◆ **Cytowany tekst**
Beeju, Guree i Natalia.... i Kacperek..? zmiany...

blaski i cienie życia z kotem

Moderatorzy: Estraven, Moderatorzy

Post » Pon sty 18, 2010 19:08 Re: Bliźniaki i Natalia: zdjęcia s.26, lustrzane odbicie s.28 :P

estre pisze:Absolutnie nie wiem o co chodzi, ale kciuki trzymam :ok:
Ale za to wiem do kogo się zwrócić w ewentualnej sprawie komputera :wink:

Nie ma sprawy - się polecam ;-)

estre pisze:Guree, nie rób sobie jaj!

U niego to w dużej mierze nadwrażliwość - po części puszek, niektórych gatunkach mięs, itp (np animonda z dziczyzną, i wiele innych) ma biegunkę - przez ostatnie pół roku cała banda była na boschu sensitive (qpy są lepsze niż po rc), tym razem jest normalny adult, i znowu w kuwecie...

[Przykłady wykrywania]
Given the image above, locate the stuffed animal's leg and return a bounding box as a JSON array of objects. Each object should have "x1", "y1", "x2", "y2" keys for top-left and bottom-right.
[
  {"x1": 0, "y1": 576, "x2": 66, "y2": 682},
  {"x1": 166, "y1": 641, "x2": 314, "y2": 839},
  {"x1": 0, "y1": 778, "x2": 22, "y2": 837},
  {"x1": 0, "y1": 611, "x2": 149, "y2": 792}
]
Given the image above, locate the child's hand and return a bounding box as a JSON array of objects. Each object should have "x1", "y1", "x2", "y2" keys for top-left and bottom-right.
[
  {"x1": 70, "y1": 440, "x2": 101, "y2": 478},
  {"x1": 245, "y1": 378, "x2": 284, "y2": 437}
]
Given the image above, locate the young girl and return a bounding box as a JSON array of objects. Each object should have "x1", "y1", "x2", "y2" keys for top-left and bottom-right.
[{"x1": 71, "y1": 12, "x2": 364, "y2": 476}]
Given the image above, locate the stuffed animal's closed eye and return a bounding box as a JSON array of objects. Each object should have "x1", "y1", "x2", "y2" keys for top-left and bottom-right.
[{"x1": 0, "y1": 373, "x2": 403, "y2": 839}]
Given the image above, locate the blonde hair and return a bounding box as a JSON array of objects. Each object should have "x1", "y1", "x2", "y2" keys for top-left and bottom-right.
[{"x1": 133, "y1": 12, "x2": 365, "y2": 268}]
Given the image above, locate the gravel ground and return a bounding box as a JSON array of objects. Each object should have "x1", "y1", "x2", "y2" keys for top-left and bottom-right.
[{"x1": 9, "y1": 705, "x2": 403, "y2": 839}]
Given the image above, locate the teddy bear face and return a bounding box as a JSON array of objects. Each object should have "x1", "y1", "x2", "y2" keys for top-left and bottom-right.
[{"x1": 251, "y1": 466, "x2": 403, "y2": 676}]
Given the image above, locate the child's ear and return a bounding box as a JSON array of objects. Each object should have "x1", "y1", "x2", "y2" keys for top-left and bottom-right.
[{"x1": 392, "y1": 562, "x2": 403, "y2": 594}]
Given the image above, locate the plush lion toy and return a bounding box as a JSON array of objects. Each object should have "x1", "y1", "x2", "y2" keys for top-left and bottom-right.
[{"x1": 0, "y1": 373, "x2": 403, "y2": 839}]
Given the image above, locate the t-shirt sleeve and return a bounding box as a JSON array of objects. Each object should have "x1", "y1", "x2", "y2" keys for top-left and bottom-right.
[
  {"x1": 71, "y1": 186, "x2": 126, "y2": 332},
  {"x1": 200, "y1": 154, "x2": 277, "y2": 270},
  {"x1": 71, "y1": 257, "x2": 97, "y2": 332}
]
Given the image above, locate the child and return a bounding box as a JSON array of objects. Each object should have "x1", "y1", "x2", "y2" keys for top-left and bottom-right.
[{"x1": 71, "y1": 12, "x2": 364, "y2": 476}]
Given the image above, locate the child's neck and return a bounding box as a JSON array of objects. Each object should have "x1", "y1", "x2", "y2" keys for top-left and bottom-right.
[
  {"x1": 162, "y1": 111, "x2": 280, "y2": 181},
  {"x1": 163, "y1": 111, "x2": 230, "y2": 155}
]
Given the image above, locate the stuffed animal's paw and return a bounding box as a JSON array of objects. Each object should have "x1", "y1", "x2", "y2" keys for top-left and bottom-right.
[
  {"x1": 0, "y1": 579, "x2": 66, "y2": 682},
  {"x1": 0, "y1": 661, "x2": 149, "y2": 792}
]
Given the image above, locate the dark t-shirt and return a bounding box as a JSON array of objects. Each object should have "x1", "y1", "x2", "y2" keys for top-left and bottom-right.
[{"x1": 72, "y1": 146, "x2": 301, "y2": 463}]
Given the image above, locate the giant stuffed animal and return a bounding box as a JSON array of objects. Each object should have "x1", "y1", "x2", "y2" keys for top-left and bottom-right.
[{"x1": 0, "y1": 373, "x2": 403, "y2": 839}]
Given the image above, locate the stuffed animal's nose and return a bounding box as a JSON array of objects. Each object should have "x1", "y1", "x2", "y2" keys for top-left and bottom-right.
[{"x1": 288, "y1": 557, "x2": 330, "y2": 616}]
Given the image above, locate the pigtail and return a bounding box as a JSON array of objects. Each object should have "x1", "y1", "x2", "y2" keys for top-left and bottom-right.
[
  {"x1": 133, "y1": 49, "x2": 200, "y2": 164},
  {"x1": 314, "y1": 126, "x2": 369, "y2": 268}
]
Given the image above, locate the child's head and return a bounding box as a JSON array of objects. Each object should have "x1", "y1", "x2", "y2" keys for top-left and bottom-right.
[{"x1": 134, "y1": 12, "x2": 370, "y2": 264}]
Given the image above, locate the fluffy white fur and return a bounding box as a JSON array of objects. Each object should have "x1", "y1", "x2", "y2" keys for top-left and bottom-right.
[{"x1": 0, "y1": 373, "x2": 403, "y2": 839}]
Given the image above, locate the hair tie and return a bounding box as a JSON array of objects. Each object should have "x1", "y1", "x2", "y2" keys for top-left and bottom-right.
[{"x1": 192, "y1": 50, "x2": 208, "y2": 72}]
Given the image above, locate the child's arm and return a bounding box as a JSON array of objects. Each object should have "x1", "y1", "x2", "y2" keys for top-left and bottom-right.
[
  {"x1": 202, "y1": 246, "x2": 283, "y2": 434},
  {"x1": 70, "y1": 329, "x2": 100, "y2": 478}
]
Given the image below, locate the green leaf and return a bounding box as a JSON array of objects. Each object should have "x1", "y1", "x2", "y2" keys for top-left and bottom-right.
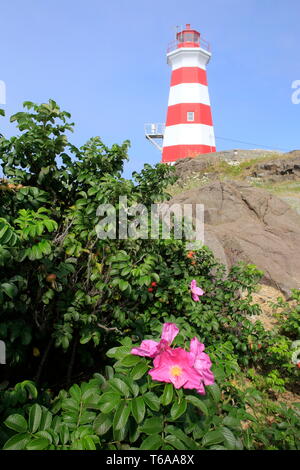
[
  {"x1": 130, "y1": 362, "x2": 148, "y2": 380},
  {"x1": 143, "y1": 392, "x2": 160, "y2": 411},
  {"x1": 140, "y1": 434, "x2": 164, "y2": 450},
  {"x1": 108, "y1": 378, "x2": 129, "y2": 397},
  {"x1": 185, "y1": 395, "x2": 209, "y2": 416},
  {"x1": 220, "y1": 427, "x2": 237, "y2": 450},
  {"x1": 161, "y1": 384, "x2": 174, "y2": 405},
  {"x1": 28, "y1": 404, "x2": 42, "y2": 433},
  {"x1": 223, "y1": 416, "x2": 241, "y2": 430},
  {"x1": 119, "y1": 279, "x2": 129, "y2": 291},
  {"x1": 119, "y1": 354, "x2": 141, "y2": 367},
  {"x1": 1, "y1": 282, "x2": 18, "y2": 299},
  {"x1": 26, "y1": 437, "x2": 50, "y2": 450},
  {"x1": 93, "y1": 413, "x2": 113, "y2": 436},
  {"x1": 165, "y1": 435, "x2": 186, "y2": 450},
  {"x1": 59, "y1": 423, "x2": 70, "y2": 445},
  {"x1": 81, "y1": 436, "x2": 96, "y2": 450},
  {"x1": 131, "y1": 397, "x2": 146, "y2": 424},
  {"x1": 4, "y1": 414, "x2": 27, "y2": 432},
  {"x1": 202, "y1": 430, "x2": 224, "y2": 446},
  {"x1": 99, "y1": 392, "x2": 121, "y2": 413},
  {"x1": 171, "y1": 398, "x2": 187, "y2": 419},
  {"x1": 3, "y1": 433, "x2": 30, "y2": 450},
  {"x1": 69, "y1": 384, "x2": 81, "y2": 402},
  {"x1": 141, "y1": 417, "x2": 163, "y2": 434},
  {"x1": 113, "y1": 400, "x2": 130, "y2": 431},
  {"x1": 164, "y1": 426, "x2": 198, "y2": 450},
  {"x1": 206, "y1": 384, "x2": 221, "y2": 403}
]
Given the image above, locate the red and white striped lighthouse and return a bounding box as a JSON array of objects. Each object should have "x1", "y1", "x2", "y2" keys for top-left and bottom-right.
[{"x1": 162, "y1": 24, "x2": 216, "y2": 163}]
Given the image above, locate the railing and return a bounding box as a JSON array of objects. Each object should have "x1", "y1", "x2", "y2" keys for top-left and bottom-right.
[
  {"x1": 167, "y1": 37, "x2": 211, "y2": 54},
  {"x1": 144, "y1": 122, "x2": 165, "y2": 138}
]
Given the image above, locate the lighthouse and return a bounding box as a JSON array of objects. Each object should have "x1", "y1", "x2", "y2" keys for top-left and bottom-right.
[{"x1": 162, "y1": 24, "x2": 216, "y2": 164}]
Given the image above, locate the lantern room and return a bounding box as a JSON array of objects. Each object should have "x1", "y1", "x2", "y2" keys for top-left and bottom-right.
[{"x1": 176, "y1": 24, "x2": 200, "y2": 47}]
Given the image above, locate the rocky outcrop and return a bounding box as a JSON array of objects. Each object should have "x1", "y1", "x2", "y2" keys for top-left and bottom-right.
[
  {"x1": 169, "y1": 181, "x2": 300, "y2": 295},
  {"x1": 252, "y1": 155, "x2": 300, "y2": 181}
]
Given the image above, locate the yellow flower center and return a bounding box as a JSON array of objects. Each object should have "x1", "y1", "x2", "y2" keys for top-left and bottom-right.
[{"x1": 170, "y1": 366, "x2": 182, "y2": 377}]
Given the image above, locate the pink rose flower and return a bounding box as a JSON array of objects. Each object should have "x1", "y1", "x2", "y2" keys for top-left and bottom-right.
[
  {"x1": 131, "y1": 323, "x2": 179, "y2": 357},
  {"x1": 190, "y1": 279, "x2": 204, "y2": 302},
  {"x1": 149, "y1": 348, "x2": 201, "y2": 388},
  {"x1": 184, "y1": 337, "x2": 215, "y2": 394}
]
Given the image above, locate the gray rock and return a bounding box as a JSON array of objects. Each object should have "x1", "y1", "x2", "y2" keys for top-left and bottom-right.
[{"x1": 169, "y1": 181, "x2": 300, "y2": 295}]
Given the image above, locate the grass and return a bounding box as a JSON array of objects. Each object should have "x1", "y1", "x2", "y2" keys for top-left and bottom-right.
[{"x1": 168, "y1": 152, "x2": 300, "y2": 201}]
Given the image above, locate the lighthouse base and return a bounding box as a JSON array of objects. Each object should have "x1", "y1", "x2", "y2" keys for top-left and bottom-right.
[{"x1": 162, "y1": 145, "x2": 216, "y2": 163}]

◆ **Wymagania zadań**
1) Wypisz wszystkie emotikony występujące w cytowanym tekście, zarówno kody ujęte w dwukropki, jak i te złożone ze znaków.
2) Przepisz z cytowanego tekstu fragment od „Beeju, Guree i” do „rób sobie jaj!”, łącznie z tymi słowami.

◆ **Wyniki po kolei**
1)
:P
:ok:
:wink:
;-)

2)
Beeju, Guree i Natalia.... i Kacperek..? zmiany...

blaski i cienie życia z kotem

Moderatorzy: Estraven, Moderatorzy

Post » Pon sty 18, 2010 19:08 Re: Bliźniaki i Natalia: zdjęcia s.26, lustrzane odbicie s.28 :P

estre pisze:Absolutnie nie wiem o co chodzi, ale kciuki trzymam :ok:
Ale za to wiem do kogo się zwrócić w ewentualnej sprawie komputera :wink:

Nie ma sprawy - się polecam ;-)

estre pisze:Guree, nie rób sobie jaj!